## REQUIREMENTS
Edit the listing from the line containing "drop a point: the wooden cabin" through the end, changing "forest floor" to "woodland floor". Write those lines out again with nothing else altered.

Records in a dataset
------------------------------------------------------------

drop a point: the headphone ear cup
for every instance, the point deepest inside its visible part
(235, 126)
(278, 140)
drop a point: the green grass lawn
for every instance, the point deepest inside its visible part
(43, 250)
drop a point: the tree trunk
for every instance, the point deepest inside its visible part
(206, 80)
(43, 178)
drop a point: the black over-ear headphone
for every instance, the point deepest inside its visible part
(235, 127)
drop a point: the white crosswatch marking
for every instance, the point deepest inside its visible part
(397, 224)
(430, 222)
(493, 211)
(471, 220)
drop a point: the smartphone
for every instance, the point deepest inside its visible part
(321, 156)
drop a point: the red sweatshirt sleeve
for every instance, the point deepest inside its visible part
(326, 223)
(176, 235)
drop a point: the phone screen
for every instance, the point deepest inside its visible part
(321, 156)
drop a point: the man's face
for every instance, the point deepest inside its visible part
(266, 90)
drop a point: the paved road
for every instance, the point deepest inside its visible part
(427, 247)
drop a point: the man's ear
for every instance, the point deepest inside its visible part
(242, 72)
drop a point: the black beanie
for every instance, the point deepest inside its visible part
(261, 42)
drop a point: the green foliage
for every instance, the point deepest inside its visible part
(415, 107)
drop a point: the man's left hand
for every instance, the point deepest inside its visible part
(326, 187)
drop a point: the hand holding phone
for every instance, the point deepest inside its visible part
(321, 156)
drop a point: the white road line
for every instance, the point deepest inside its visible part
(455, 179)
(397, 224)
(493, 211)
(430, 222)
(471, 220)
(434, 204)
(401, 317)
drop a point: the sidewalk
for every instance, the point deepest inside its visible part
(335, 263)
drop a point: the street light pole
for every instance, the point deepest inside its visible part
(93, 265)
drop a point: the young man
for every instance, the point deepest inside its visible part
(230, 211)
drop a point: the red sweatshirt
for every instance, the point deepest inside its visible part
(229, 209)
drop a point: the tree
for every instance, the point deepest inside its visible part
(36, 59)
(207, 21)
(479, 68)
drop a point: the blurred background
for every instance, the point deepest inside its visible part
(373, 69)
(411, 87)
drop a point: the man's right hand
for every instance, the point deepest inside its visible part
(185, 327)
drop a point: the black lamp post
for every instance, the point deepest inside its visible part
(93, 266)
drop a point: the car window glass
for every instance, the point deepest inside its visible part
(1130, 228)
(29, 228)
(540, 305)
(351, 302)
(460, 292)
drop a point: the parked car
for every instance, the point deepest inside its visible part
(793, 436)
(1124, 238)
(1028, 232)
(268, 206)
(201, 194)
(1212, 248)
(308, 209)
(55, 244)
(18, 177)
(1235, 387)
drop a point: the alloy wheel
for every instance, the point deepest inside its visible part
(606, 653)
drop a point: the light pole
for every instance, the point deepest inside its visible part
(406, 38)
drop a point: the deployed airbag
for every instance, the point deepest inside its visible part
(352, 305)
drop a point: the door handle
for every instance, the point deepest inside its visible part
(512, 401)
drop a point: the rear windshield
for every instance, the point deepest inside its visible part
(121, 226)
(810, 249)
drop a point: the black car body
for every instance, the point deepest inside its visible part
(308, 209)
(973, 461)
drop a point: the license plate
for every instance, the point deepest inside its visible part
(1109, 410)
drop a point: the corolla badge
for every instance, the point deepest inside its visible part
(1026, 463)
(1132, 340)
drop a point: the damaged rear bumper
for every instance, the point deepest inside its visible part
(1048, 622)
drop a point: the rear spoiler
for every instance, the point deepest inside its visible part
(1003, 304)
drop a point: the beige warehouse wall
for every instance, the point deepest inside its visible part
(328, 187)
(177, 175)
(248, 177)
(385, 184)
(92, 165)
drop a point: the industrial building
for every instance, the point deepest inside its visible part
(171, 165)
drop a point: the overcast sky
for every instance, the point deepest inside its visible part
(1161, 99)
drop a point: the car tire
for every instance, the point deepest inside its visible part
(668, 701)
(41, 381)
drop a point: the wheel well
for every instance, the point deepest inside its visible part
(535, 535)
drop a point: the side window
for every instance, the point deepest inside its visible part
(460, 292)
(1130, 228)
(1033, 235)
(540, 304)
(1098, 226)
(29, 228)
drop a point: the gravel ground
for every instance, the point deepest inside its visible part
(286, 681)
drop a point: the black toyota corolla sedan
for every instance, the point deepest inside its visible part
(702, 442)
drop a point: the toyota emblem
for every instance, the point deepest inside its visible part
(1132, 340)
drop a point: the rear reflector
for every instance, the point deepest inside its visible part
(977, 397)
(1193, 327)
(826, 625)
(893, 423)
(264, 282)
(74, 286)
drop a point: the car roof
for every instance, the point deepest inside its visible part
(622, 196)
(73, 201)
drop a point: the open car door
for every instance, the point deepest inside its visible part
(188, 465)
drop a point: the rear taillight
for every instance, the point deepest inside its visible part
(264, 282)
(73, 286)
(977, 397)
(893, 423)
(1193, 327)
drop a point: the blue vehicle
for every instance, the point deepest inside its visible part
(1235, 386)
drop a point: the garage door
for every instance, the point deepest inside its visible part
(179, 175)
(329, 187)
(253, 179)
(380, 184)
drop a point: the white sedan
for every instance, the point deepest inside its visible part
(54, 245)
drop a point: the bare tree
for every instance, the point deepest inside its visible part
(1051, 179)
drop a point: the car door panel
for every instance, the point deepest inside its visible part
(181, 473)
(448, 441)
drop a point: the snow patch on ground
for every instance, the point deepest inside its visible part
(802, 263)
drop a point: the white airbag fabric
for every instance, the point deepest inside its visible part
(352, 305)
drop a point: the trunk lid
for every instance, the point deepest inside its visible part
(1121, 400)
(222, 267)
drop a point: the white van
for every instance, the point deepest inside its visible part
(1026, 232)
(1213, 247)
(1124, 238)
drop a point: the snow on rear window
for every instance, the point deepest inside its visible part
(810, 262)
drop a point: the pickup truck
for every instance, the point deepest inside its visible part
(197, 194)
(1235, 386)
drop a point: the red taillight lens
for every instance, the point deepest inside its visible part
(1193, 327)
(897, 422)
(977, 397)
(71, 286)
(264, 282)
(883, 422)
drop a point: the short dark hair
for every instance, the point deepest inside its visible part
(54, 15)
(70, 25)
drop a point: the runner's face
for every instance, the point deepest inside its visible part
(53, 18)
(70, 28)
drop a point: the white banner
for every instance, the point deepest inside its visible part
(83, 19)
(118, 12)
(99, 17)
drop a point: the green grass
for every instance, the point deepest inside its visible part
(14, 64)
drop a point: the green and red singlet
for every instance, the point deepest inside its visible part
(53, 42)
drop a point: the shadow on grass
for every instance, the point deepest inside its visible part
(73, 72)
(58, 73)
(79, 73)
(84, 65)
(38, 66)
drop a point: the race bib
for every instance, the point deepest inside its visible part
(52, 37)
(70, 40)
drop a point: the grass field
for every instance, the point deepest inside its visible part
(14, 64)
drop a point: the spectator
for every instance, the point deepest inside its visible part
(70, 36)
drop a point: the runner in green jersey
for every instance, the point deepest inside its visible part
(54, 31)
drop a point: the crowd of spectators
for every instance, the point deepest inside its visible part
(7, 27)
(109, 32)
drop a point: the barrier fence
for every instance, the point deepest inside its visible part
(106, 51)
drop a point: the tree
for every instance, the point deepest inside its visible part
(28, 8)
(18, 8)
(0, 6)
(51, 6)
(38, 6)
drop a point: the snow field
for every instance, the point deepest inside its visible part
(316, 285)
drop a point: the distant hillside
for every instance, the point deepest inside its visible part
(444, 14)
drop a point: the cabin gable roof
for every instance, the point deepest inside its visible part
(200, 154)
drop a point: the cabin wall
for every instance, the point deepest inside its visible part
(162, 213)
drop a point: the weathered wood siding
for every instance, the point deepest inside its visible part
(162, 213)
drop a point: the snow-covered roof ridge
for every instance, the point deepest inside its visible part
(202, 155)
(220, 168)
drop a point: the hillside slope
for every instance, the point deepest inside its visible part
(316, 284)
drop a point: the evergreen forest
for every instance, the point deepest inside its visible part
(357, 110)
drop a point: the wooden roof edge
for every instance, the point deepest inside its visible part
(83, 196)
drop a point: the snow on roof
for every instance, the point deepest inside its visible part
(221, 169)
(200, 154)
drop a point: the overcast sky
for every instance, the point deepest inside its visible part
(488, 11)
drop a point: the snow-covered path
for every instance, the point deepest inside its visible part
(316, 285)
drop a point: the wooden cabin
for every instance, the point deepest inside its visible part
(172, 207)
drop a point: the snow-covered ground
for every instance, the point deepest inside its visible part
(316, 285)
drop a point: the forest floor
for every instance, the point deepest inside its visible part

------------------------------------------------------------

## RESPONSE TO THIS EXERCISE
drop a point: the wooden cabin
for every instance, the point deepest inside its visible part
(172, 207)
drop a point: the snow-covered ground
for every instance, the point deepest inside its visible part
(316, 285)
drop a point: the woodland floor
for every instance, the point deepest inside its visible part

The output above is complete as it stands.